**CONSIGNES:**
1. Recopiez mot pour mot le passage de la critique d'album qui va de « Cinq ans après » jusqu'à « était en danger. ».
2. Pour chaque affirmation, indiquez par oui ou par non si elle concorde avec la critique d'album, puis citez à l'identique les mots du texte qui le prouvent. (a) Le groupe s'est mis à travailler sur l'album juste après sa dernière grande tournée. (b) AMERICA est le quatrième album du groupe. (c) Love, Lust, Faith and Dreams est sorti trois ans avant AMERICA.

═══ EXTRAIT DU TEXTE

Cinq ans après le déjà très décevant Love, Lust, Faith and Dreams, Thirty Seconds To Mars, qui a techniquement commencé à travailler sur cet album juste après sa dernière grande tournée, c'est à dire il y a 3 ans, nous livre son 5ème effort, AMERICA. Rien qu'à voir le récent look de diva de Jared Leto (chant/guitare), et son statut de véritable célébrité people, nous savions tous, au moins inconsciemment, que le groupe de rock qu'on avait connu était en danger.

══════
═══ ENTRÉES DE DONNÉES

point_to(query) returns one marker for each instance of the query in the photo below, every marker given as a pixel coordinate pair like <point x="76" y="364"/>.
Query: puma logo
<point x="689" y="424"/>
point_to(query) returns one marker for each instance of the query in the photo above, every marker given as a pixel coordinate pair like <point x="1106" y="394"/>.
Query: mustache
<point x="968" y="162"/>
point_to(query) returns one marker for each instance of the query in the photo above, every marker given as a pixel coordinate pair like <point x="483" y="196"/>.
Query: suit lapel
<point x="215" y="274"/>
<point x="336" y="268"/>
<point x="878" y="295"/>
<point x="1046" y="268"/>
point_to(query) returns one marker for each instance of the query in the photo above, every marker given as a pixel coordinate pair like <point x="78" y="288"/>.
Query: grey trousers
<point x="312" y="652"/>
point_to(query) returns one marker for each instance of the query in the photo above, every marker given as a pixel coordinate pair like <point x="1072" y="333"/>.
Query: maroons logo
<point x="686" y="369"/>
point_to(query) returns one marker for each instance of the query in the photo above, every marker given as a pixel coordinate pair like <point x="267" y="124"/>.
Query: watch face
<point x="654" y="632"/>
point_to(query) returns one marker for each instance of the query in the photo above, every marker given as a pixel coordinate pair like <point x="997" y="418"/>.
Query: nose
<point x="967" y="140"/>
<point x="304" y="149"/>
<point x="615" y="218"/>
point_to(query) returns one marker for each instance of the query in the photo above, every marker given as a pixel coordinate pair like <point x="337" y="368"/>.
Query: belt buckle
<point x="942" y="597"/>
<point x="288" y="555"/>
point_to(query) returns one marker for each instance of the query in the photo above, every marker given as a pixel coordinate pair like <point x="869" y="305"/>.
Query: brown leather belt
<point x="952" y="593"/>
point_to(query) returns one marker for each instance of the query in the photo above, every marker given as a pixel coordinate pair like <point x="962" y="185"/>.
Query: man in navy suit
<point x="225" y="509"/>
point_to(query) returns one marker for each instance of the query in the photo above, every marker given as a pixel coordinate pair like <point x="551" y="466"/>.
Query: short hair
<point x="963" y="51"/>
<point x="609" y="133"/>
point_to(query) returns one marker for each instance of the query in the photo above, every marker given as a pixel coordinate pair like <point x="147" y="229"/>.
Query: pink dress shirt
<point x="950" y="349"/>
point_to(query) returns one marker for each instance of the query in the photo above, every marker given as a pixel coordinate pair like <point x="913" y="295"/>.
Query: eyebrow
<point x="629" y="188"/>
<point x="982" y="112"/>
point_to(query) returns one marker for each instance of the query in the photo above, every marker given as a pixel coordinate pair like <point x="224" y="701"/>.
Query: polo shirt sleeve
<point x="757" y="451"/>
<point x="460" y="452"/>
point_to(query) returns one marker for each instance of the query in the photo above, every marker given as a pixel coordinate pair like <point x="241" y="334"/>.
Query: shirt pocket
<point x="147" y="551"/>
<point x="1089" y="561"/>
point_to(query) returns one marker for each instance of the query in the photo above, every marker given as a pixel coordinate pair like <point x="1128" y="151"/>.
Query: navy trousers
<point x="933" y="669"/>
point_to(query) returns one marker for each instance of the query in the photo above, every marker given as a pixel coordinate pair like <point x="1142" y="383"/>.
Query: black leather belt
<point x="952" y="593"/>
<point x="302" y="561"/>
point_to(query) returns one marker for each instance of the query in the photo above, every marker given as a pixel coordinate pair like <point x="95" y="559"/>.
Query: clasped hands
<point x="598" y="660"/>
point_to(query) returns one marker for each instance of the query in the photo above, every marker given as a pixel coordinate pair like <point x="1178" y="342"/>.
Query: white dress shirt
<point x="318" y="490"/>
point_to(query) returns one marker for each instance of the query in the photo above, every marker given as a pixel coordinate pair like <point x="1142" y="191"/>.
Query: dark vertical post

══════

**RÉPONSES:**
1.
Cinq ans après le déjà très décevant Love, Lust, Faith and Dreams, Thirty Seconds To Mars, qui a techniquement commencé à travailler sur cet album juste après sa dernière grande tournée, c'est à dire il y a 3 ans, nous livre son 5ème effort, AMERICA. Rien qu'à voir le récent look de diva de Jared Leto (chant/guitare), et son statut de véritable célébrité people, nous savions tous, au moins inconsciemment, que le groupe de rock qu'on avait connu était en danger.

2.
(a) Oui : « qui a techniquement commencé à travailler sur cet album juste après sa dernière grande tournée »
(b) Non : « nous livre son 5ème effort, AMERICA »
(c) Non : « Cinq ans après le déjà très décevant Love, Lust, Faith and Dreams »